Written problem.
Please update the listing lines starting at the one containing "Kindly give the mask of every instance of the bridge" and ending at the one containing "M22 626L22 604L17" by replacing "column" with "pillar" and leaving everything else unchanged. Return only those lines.

***

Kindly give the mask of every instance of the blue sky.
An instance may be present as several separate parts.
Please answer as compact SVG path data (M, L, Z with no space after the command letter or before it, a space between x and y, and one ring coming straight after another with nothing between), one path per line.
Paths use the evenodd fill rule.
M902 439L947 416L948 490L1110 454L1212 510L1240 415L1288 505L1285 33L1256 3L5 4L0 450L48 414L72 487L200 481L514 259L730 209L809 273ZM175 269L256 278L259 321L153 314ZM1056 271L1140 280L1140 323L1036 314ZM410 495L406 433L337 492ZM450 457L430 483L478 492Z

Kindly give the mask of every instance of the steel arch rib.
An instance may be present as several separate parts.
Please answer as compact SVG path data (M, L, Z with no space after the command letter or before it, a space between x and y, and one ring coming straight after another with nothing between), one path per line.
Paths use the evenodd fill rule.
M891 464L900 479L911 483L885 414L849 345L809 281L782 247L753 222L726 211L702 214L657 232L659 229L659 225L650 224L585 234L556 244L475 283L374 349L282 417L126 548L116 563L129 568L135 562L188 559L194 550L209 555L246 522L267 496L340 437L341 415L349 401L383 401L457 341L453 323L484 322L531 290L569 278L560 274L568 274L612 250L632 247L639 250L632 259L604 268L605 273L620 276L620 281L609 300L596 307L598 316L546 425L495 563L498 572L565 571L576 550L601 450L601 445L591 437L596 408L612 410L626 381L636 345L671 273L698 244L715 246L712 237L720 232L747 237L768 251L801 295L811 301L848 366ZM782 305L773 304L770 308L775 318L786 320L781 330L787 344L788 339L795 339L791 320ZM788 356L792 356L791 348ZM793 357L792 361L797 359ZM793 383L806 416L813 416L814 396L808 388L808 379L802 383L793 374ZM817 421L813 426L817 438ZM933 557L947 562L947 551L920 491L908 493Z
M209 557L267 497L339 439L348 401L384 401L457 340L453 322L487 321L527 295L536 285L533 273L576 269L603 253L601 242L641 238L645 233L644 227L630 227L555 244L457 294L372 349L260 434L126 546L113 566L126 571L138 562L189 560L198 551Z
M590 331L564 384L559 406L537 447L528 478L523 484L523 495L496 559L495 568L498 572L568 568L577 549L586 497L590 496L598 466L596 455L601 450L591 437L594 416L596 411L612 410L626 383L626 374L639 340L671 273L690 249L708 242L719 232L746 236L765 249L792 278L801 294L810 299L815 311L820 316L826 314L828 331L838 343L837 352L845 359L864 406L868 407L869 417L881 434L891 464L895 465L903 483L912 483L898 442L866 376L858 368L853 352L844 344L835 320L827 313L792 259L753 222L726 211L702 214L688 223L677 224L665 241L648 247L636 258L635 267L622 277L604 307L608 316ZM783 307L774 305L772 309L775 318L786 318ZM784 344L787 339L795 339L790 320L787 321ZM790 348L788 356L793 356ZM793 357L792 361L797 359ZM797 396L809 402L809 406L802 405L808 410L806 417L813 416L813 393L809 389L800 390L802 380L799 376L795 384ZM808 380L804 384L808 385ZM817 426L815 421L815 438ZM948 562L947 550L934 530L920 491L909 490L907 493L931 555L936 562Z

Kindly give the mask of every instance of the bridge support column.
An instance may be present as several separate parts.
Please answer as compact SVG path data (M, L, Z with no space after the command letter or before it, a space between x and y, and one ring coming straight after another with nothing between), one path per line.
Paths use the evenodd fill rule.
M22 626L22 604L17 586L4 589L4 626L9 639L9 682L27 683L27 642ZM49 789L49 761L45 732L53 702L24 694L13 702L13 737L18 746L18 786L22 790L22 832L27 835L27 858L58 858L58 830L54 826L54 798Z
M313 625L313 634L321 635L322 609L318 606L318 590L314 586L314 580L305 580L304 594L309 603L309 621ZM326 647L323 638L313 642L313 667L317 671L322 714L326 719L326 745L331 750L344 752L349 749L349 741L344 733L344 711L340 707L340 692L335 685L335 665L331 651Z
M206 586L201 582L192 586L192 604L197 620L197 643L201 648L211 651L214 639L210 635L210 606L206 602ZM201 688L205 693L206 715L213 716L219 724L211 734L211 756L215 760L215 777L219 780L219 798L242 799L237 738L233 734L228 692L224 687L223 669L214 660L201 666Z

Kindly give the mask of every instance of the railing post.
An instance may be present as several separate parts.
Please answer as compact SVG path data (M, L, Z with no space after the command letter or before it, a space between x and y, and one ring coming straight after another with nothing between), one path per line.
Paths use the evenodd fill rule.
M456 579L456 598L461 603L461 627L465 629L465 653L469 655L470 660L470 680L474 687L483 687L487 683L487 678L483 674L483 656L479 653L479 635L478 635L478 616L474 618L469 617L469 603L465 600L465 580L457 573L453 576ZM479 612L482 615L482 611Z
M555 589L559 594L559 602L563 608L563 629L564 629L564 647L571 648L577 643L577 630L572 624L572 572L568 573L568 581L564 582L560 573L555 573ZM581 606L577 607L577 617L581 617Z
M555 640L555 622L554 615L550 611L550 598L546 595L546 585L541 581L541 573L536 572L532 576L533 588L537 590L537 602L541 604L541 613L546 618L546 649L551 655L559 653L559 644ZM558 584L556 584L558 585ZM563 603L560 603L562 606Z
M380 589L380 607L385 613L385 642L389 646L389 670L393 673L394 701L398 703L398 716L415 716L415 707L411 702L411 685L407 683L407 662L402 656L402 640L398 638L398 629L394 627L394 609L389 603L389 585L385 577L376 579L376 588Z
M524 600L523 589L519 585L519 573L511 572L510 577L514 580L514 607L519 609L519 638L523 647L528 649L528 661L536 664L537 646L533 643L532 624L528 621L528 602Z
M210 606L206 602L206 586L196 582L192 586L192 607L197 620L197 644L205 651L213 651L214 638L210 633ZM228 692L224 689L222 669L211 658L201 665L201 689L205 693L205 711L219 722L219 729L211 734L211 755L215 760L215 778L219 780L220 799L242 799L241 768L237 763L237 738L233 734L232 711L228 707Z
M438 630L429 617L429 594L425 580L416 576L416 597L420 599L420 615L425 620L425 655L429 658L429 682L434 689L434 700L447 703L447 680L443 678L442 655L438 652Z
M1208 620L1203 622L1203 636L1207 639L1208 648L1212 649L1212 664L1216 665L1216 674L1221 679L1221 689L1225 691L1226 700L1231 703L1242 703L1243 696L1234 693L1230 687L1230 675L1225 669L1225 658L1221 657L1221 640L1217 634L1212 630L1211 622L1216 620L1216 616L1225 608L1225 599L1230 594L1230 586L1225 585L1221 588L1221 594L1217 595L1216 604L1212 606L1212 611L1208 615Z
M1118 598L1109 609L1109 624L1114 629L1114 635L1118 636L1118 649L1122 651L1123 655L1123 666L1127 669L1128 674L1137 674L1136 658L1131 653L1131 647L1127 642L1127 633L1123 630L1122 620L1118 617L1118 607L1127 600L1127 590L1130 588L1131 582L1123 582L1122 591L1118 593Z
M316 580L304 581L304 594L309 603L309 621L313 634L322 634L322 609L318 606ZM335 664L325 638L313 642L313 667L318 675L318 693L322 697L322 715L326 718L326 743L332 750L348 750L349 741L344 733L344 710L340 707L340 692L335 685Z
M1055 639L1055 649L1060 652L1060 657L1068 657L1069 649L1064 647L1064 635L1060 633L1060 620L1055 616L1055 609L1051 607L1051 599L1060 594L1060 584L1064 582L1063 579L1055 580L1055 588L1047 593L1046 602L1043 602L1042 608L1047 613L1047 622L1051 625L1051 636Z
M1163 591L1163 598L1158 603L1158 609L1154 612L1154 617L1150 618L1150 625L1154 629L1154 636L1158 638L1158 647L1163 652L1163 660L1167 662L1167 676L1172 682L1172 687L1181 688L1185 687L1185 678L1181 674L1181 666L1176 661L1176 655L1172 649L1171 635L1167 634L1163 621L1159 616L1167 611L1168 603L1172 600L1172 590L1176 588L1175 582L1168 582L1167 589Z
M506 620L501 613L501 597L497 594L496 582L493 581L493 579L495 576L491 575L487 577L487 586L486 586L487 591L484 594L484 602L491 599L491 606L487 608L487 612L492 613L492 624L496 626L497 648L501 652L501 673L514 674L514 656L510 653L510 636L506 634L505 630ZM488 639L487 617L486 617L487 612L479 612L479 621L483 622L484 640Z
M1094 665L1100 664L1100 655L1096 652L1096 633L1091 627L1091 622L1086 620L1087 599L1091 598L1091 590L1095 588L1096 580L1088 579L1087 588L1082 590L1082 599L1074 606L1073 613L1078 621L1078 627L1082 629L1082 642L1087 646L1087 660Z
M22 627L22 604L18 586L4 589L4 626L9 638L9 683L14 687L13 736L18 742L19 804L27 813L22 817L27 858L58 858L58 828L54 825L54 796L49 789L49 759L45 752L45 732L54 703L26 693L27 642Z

***

Exercise output.
Kindly give the mask of every instance of the bridge support pillar.
An instance may be present as several separate parts.
Please answer as compact SVG path data (M, L, Z with no space after the command letter or before it, a space between x and y, and one ring coming straight after another with nothing between), one path per line.
Paths use the evenodd fill rule.
M22 626L22 604L17 586L4 589L4 626L9 639L9 682L27 683L27 642ZM49 789L49 761L45 732L53 702L24 694L13 702L13 737L18 746L18 786L22 790L22 832L27 835L27 858L58 858L58 830L54 826L54 798Z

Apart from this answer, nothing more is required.